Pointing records
____________

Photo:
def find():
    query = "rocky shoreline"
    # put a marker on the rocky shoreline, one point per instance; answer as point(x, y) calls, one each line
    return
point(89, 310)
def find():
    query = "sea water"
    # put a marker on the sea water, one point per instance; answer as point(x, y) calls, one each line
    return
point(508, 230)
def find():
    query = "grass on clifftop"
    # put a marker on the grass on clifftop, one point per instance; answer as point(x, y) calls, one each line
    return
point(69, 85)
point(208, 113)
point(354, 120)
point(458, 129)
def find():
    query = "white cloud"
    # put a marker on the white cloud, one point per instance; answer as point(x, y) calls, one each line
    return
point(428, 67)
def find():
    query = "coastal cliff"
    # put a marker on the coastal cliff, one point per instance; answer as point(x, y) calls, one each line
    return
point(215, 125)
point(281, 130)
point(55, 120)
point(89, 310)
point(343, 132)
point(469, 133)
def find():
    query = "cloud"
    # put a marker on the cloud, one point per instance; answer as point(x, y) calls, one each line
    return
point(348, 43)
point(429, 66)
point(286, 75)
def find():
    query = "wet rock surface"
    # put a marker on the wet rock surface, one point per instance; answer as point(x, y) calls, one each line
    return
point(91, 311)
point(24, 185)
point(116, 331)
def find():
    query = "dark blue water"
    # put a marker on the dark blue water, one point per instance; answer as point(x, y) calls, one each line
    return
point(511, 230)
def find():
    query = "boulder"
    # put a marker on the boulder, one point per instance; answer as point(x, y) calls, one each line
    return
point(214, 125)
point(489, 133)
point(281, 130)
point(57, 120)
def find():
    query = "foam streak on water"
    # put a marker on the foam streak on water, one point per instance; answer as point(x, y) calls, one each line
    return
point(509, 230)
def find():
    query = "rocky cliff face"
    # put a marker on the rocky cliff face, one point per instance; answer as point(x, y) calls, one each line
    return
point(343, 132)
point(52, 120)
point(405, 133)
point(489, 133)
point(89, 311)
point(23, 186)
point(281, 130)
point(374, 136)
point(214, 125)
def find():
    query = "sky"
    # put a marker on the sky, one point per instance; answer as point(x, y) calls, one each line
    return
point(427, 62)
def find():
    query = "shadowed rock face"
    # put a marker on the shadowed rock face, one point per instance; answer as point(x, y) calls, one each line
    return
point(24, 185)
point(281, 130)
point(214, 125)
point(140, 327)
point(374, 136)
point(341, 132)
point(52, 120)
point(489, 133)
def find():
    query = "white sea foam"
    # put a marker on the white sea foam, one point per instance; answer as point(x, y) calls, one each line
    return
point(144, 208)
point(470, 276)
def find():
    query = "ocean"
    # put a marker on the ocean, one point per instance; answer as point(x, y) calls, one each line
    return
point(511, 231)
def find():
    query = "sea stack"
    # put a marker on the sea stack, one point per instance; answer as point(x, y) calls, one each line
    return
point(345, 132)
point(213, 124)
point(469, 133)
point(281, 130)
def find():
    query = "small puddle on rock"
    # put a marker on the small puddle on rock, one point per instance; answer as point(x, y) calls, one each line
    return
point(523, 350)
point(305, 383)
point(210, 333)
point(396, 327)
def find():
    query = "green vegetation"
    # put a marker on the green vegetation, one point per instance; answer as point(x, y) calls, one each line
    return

____________

■ Stated exercise:
Please copy every one of the items above word for word.

■ Result below:
Photo:
def find():
    query = "rocky shoreline"
    # put a marker on the rocky shoreline, one point per instance; answer as point(x, y) calls, one each line
    return
point(89, 310)
def find():
    query = "sea water"
    # put a marker on the sea water, one point per instance; answer as point(x, y) calls, one each line
    return
point(508, 230)
def find():
    query = "grass on clifftop"
    # put a marker on the grass on clifftop, one point per instance; answer as point(x, y) calls, one each line
    return
point(69, 85)
point(208, 113)
point(354, 120)
point(458, 129)
def find():
    query = "white cloud"
    # put a marker on the white cloud, one point per instance; answer as point(x, y) calls, one each line
    return
point(428, 67)
def find():
    query = "coastal cliff"
    # put a marker on the coastal cliff, one point per instance; answer as point(x, y) calls, one each line
    return
point(215, 125)
point(281, 130)
point(55, 120)
point(89, 310)
point(343, 132)
point(469, 133)
def find():
    query = "cloud"
    # put a marker on the cloud, one point per instance; answer as point(x, y) calls, one each line
    return
point(348, 43)
point(429, 66)
point(286, 75)
def find():
    query = "wet rock surface"
    # put a marker on the wet rock surface, one point per instance; answer as point(x, y) calls, one each line
    return
point(91, 311)
point(24, 185)
point(116, 331)
def find():
    query = "dark blue water"
    # put a marker on the dark blue water, one point per instance; answer as point(x, y) calls, one each line
    return
point(511, 230)
def find():
    query = "boulder"
    # put a marker on the boulder, one point per instance; answer as point(x, y) calls, one each line
    return
point(214, 125)
point(489, 133)
point(281, 130)
point(57, 120)
def find():
    query = "foam streak on water"
    # put a marker on the foam streak on water, one point per instance; answer as point(x, y) calls, one each line
    return
point(509, 230)
def find():
    query = "rocky cliff face"
    # put a marker on the rocky cliff face, one point per instance; answer as point(x, y) calls, one each line
    return
point(343, 132)
point(52, 120)
point(405, 133)
point(489, 133)
point(89, 311)
point(23, 186)
point(281, 130)
point(374, 136)
point(214, 125)
def find():
    query = "sky"
    # put a marker on the sky, one point per instance; answer as point(x, y) calls, one each line
    return
point(427, 62)
def find():
    query = "shadowed rock face"
    # put a marker on the shadowed rock face, one point per instance; answer as point(x, y) calls, one each line
    return
point(24, 185)
point(281, 130)
point(214, 125)
point(140, 327)
point(374, 136)
point(341, 132)
point(52, 120)
point(489, 133)
def find():
    query = "white sea foam"
    # put a marker on the white sea foam, one point per instance; answer as point(x, y) calls, one each line
    return
point(144, 208)
point(470, 276)
def find():
    query = "ocean"
    # put a marker on the ocean, one point per instance; answer as point(x, y) calls, one each line
    return
point(511, 231)
def find():
    query = "sea stack"
    # put a marker on the sea stack, one point per instance; answer as point(x, y) calls, one each line
    return
point(345, 132)
point(213, 124)
point(469, 133)
point(281, 130)
def find():
    query = "small puddle on rock"
    # put a marker on the small puddle on rock, one point per instance; answer as point(x, y) calls, one each line
    return
point(523, 350)
point(305, 383)
point(210, 333)
point(396, 327)
def find():
    query = "green vegetation"
    # put a marker on the green vegetation, one point per instance; answer as point(x, y) calls, one each line
    return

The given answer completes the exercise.